**Your tasks**
[a] Summarize the text on endocarditis and heart failure in two sentences.
[b] List every physical sign that the text on endocarditis and heart failure says points more specifically toward heart failure.

**Reading text**
++++++++

Warning Signs to Recognize

The symptoms of endocarditis-related heart failure overlap with the infection’s general symptoms, which can make early recognition tricky. In a study of 82 endocarditis patients, shortness of breath was present in about 76% of cases, making it the third most common symptom after fever and general malaise. Loss of appetite affected nearly 80% of patients, while chest pain occurred in about 18%.

The physical signs that point more specifically toward heart failure include a new or changing heart murmur (found in 87% of patients), swelling in the legs or ankles, difficulty breathing while lying flat, and rapid weight gain from fluid retention. Shortness of breath that worsens over days, especially in someone with known endocarditis or risk factors like a prosthetic valve or history of intravenous drug use, is the single most important warning that heart failure may be developing.

How Heart Failure Affects Prognosis

Developing heart failure during an active endocarditis episode meaningfully changes the outlook. Overall in-hospital mortality for endocarditis is around 15%, but heart failure during the active infection nearly doubles the risk of long-term death, with an odds ratio of 1.76 in studies tracking patients over decades. Long-term survival data show that 24% of all endocarditis patients die within one year, and that number climbs to 42% at five years and 50% at ten years. Patients who survive the initial hospitalization fare better, with 9% mortality at one year, but the presence of heart failure during the acute phase remains one of the strongest predictors of worse outcomes at every time point.

A large U.S. study of nearly 13,000 endocarditis admissions found that 4,405 patients (about 34%) had coexisting heart failure. Among those, roughly 5% progressed to cardiogenic shock, where the heart becomes too weak to supply the body’s basic needs.

++++++++

**Available data**
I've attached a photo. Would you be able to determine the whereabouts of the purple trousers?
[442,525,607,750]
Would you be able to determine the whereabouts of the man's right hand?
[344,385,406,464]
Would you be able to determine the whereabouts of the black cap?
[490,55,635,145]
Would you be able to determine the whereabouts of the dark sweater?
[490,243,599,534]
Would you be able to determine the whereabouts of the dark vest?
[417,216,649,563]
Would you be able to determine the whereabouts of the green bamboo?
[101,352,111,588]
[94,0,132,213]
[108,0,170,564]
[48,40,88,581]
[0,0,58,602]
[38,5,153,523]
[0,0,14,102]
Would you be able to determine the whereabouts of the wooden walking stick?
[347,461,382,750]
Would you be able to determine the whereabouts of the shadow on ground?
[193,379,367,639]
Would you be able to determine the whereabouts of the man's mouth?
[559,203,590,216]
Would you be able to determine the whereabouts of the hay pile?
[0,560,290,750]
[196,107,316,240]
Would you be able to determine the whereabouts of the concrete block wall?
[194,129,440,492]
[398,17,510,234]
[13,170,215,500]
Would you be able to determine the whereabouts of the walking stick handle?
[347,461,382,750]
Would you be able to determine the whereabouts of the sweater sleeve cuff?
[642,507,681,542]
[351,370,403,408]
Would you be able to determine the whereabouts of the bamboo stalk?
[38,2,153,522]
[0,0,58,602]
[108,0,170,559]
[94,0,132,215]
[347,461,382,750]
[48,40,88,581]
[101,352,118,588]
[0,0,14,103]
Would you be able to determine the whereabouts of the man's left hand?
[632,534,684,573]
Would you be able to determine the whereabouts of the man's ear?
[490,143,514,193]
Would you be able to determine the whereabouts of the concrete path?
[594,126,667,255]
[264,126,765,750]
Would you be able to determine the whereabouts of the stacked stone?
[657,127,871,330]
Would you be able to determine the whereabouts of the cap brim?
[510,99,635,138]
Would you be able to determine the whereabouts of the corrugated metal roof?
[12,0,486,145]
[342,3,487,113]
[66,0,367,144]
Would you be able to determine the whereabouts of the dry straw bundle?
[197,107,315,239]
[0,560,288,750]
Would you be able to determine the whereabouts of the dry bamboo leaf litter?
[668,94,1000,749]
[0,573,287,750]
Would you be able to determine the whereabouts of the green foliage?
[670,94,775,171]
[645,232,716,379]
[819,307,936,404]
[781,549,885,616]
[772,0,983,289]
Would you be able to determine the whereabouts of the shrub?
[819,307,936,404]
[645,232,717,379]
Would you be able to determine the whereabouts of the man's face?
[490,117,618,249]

++++++++

**Solution set**
[a] Heart failure linked to endocarditis can be hard to recognize early because its symptoms overlap with those of the infection, but a new or changing heart murmur, leg or ankle swelling, difficulty breathing while lying flat, rapid weight gain from fluid retention, and especially shortness of breath that worsens over days point toward it. Heart failure during active endocarditis nearly doubles the risk of long-term death (odds ratio 1.76) and is one of the strongest predictors of worse outcomes, and a large U.S. study found it in about 34% of endocarditis admissions, with roughly 5% of those patients progressing to cardiogenic shock.

[b]
- A new or changing heart murmur
- Swelling in the legs or ankles
- Difficulty breathing while lying flat
- Rapid weight gain from fluid retention